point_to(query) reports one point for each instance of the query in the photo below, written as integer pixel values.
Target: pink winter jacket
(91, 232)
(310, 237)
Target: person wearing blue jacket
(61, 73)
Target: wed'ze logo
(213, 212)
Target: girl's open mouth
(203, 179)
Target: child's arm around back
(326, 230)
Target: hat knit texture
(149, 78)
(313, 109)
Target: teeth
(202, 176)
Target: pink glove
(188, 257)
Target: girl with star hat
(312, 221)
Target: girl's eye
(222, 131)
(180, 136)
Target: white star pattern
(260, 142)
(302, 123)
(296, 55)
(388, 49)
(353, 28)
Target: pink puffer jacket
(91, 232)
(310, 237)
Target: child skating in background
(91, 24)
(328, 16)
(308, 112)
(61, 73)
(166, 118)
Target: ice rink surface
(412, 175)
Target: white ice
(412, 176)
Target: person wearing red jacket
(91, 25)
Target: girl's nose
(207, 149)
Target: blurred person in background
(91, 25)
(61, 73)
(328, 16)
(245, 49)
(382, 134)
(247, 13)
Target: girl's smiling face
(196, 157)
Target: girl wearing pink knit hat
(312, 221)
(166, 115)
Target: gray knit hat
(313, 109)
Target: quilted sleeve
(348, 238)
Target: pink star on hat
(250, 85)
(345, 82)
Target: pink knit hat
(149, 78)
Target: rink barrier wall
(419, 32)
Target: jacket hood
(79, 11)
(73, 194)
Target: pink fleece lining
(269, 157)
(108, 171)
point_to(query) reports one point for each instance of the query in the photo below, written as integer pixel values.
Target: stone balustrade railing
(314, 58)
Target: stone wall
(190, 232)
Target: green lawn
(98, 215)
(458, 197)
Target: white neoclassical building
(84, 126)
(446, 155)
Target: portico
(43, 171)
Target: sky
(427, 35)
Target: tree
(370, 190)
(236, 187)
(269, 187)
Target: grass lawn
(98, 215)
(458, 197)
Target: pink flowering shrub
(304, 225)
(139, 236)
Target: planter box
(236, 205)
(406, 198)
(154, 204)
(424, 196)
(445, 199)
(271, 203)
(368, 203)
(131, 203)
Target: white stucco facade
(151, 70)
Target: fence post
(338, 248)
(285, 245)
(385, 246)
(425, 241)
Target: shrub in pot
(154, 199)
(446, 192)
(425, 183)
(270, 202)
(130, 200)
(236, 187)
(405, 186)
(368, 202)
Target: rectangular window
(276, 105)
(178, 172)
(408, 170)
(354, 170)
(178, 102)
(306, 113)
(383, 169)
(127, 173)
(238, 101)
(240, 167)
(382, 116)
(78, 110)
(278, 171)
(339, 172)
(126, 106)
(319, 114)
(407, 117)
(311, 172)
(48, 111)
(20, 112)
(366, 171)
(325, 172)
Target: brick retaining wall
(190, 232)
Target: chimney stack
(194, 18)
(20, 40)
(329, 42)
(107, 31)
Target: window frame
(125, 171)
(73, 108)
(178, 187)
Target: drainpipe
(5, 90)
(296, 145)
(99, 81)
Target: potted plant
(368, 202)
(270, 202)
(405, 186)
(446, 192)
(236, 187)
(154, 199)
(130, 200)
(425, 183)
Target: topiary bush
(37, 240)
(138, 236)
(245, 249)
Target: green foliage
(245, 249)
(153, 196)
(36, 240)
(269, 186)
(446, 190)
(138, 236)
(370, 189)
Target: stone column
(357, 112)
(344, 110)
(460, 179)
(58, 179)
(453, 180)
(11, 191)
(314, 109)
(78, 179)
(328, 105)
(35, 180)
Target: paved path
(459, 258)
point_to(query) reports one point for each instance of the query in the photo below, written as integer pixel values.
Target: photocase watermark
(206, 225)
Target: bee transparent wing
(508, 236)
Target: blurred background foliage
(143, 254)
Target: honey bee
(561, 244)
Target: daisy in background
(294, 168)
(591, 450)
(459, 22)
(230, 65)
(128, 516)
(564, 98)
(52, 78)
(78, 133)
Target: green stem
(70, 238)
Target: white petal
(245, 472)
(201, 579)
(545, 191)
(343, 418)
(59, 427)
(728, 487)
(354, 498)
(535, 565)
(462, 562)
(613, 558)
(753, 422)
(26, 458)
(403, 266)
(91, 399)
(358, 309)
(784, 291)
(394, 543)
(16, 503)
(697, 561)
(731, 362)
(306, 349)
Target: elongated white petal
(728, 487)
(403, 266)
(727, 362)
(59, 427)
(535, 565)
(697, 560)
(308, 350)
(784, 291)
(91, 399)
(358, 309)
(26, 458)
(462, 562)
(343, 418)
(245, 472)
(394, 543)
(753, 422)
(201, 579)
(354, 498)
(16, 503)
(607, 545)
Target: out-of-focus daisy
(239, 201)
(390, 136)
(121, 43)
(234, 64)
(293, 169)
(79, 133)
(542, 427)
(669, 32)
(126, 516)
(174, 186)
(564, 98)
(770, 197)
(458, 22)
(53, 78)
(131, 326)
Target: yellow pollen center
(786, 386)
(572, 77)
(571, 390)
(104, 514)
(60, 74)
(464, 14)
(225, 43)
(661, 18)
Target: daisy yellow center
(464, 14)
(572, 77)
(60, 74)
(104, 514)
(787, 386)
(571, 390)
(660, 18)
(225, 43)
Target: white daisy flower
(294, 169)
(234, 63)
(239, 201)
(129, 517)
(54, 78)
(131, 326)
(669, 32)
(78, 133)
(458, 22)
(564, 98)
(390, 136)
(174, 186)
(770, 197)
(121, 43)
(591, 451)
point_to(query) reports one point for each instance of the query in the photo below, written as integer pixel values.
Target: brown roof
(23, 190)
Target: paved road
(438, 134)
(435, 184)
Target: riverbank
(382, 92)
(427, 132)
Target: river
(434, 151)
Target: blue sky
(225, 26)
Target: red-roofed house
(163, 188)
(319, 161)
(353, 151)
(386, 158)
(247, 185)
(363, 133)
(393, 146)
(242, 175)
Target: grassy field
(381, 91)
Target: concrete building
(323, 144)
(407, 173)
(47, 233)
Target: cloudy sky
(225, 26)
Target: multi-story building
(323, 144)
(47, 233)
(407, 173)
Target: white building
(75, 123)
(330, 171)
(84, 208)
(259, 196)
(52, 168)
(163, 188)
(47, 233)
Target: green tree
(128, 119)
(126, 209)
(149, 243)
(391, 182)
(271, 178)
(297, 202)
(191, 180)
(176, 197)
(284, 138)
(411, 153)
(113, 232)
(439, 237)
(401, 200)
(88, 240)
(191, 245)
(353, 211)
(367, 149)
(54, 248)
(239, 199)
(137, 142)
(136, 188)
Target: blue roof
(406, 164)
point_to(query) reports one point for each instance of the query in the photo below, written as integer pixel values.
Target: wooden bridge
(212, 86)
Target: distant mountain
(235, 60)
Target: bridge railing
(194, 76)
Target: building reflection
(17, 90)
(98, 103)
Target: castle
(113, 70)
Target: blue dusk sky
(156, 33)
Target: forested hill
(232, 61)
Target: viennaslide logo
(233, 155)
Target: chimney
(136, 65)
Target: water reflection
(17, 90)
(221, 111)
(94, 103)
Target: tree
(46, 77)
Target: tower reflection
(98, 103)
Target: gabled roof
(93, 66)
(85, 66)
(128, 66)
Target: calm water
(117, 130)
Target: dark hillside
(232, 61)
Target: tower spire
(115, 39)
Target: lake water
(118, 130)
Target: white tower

### [Directions for this task]
Give back the material above without altering a single word.

### [Response to this exercise]
point_to(query) reports one point for each instance of the query in the photo below, written as integer pixel values.
Target: pink winter jacket
(91, 232)
(310, 237)
Target: person wearing blue jacket
(61, 73)
Target: wed'ze logo
(213, 212)
Target: girl's open mouth
(203, 179)
Target: child's arm around back
(326, 230)
Target: hat knit texture
(149, 78)
(313, 109)
Target: teeth
(202, 176)
Target: pink glove
(188, 257)
Target: girl with star hat
(312, 221)
Target: girl's eye
(222, 131)
(180, 136)
Target: white star pattern
(260, 142)
(302, 123)
(296, 55)
(388, 49)
(353, 28)
Target: pink puffer jacket
(91, 232)
(310, 237)
Target: child skating in background
(91, 24)
(328, 16)
(308, 112)
(61, 73)
(166, 118)
Target: ice rink surface
(412, 175)
Target: white ice
(412, 176)
Target: person wearing red jacket
(91, 25)
Target: girl's nose
(207, 149)
Target: blurred person in background
(91, 25)
(61, 73)
(328, 16)
(245, 49)
(382, 134)
(247, 13)
Target: girl's smiling face
(196, 157)
Target: girl wearing pink knit hat
(312, 221)
(166, 115)
Target: gray knit hat
(313, 109)
Target: quilted sleeve
(348, 238)
Target: pink star on hat
(250, 85)
(345, 82)
Target: pink knit hat
(149, 78)
Target: rink barrier wall
(419, 32)
Target: jacket hood
(79, 11)
(73, 194)
Target: pink fleece lining
(269, 157)
(108, 171)
point_to(query) reports one point for each instance of the query in the photo below, written as integer pixel values.
Target: stone balustrade railing
(314, 58)
Target: stone wall
(190, 232)
Target: green lawn
(98, 215)
(458, 197)
Target: white neoclassical building
(84, 126)
(446, 155)
Target: portico
(43, 171)
Target: sky
(427, 35)
Target: tree
(370, 190)
(236, 187)
(269, 187)
Target: grass lawn
(98, 215)
(458, 197)
Target: pink flowering shrub
(304, 225)
(139, 236)
Target: planter box
(236, 205)
(406, 198)
(154, 204)
(424, 196)
(445, 199)
(271, 203)
(368, 203)
(131, 203)
Target: white stucco facade
(151, 70)
Target: fence post
(338, 248)
(285, 245)
(385, 246)
(425, 241)
Target: shrub in pot
(154, 199)
(446, 192)
(425, 183)
(270, 202)
(130, 200)
(236, 187)
(405, 186)
(368, 202)
Target: rectangular window
(276, 105)
(178, 172)
(408, 170)
(354, 170)
(178, 102)
(306, 113)
(383, 169)
(127, 173)
(238, 101)
(240, 167)
(382, 116)
(78, 110)
(278, 171)
(339, 172)
(126, 106)
(319, 114)
(407, 117)
(311, 172)
(48, 111)
(20, 112)
(366, 171)
(325, 172)
Target: brick retaining wall
(190, 232)
Target: chimney stack
(194, 18)
(20, 40)
(329, 42)
(107, 31)
Target: window frame
(125, 171)
(73, 108)
(178, 187)
Target: drainpipe
(5, 90)
(296, 145)
(99, 81)
Target: potted plant
(368, 202)
(270, 202)
(405, 186)
(446, 192)
(236, 187)
(154, 199)
(130, 200)
(425, 183)
Target: topiary bush
(37, 240)
(138, 236)
(245, 249)
Target: green foliage
(245, 249)
(153, 196)
(36, 240)
(269, 186)
(446, 190)
(138, 236)
(370, 189)
Target: stone column
(357, 112)
(344, 110)
(460, 179)
(58, 179)
(453, 180)
(11, 191)
(314, 109)
(78, 179)
(328, 105)
(35, 180)
Target: paved path
(459, 258)
point_to(query) reports one point for each instance of the query in the photo below, written as integer pixel values.
Target: photocase watermark
(206, 225)
Target: bee transparent wing
(508, 236)
Target: blurred background foliage
(143, 254)
Target: honey bee
(561, 244)
Target: daisy in background
(294, 168)
(591, 450)
(459, 22)
(230, 65)
(128, 516)
(564, 98)
(52, 78)
(78, 133)
Target: green stem
(70, 238)
Target: white petal
(245, 472)
(201, 579)
(545, 191)
(343, 418)
(59, 427)
(728, 487)
(354, 498)
(535, 565)
(462, 562)
(613, 558)
(753, 422)
(26, 458)
(403, 266)
(91, 399)
(358, 309)
(784, 291)
(394, 543)
(16, 503)
(697, 561)
(731, 362)
(306, 349)
Target: elongated white petal
(728, 487)
(403, 266)
(727, 362)
(59, 427)
(535, 565)
(697, 560)
(308, 350)
(784, 291)
(91, 399)
(358, 309)
(26, 458)
(462, 562)
(343, 418)
(245, 472)
(394, 543)
(753, 422)
(201, 579)
(354, 498)
(16, 503)
(607, 545)
Target: out-of-focus daisy
(239, 201)
(390, 136)
(121, 43)
(234, 64)
(293, 169)
(79, 133)
(542, 427)
(669, 32)
(126, 516)
(174, 186)
(564, 98)
(770, 197)
(458, 22)
(53, 78)
(131, 326)
Target: yellow pollen center
(786, 386)
(572, 77)
(571, 390)
(104, 514)
(60, 74)
(464, 14)
(225, 43)
(661, 18)
Target: daisy yellow center
(464, 14)
(572, 77)
(60, 74)
(104, 514)
(787, 386)
(571, 390)
(660, 18)
(225, 43)
Target: white daisy flower
(294, 169)
(234, 63)
(239, 201)
(129, 517)
(54, 78)
(131, 326)
(669, 32)
(78, 133)
(458, 22)
(564, 98)
(390, 136)
(174, 186)
(770, 197)
(121, 43)
(591, 451)
point_to(query) reports one point for each instance of the query in the photo below, written as integer pixel values.
Target: brown roof
(23, 190)
Target: paved road
(438, 134)
(435, 184)
Target: riverbank
(382, 92)
(427, 132)
Target: river
(434, 151)
Target: blue sky
(225, 26)
Target: red-roofed house
(163, 188)
(319, 161)
(353, 151)
(386, 158)
(247, 185)
(363, 133)
(393, 146)
(242, 175)
Target: grassy field
(381, 91)
Target: concrete building
(323, 144)
(407, 173)
(47, 233)
Target: cloudy sky
(225, 26)
Target: multi-story building
(323, 144)
(47, 233)
(407, 173)
Target: white building
(75, 123)
(330, 171)
(84, 208)
(259, 196)
(52, 168)
(163, 188)
(47, 233)
Target: green tree
(128, 119)
(126, 209)
(149, 243)
(391, 182)
(271, 178)
(297, 202)
(191, 180)
(176, 197)
(284, 138)
(411, 153)
(113, 232)
(439, 237)
(401, 200)
(88, 240)
(191, 245)
(353, 211)
(367, 149)
(54, 248)
(239, 199)
(137, 142)
(136, 188)
Target: blue roof
(406, 164)
point_to(query) reports one point for each instance of the query in the photo below, written as integer pixel values.
Target: wooden bridge
(212, 86)
Target: distant mountain
(235, 60)
Target: bridge railing
(194, 76)
Target: building reflection
(17, 90)
(98, 103)
Target: castle
(113, 70)
Target: blue dusk sky
(156, 33)
Target: forested hill
(232, 61)
Target: viennaslide logo
(233, 155)
Target: chimney
(136, 65)
Target: water reflection
(17, 90)
(221, 111)
(94, 103)
Target: tree
(46, 77)
Target: tower reflection
(98, 103)
Target: gabled roof
(93, 66)
(85, 66)
(128, 66)
Target: calm water
(117, 130)
Target: dark hillside
(232, 61)
Target: tower spire
(115, 39)
Target: lake water
(118, 130)
Target: white tower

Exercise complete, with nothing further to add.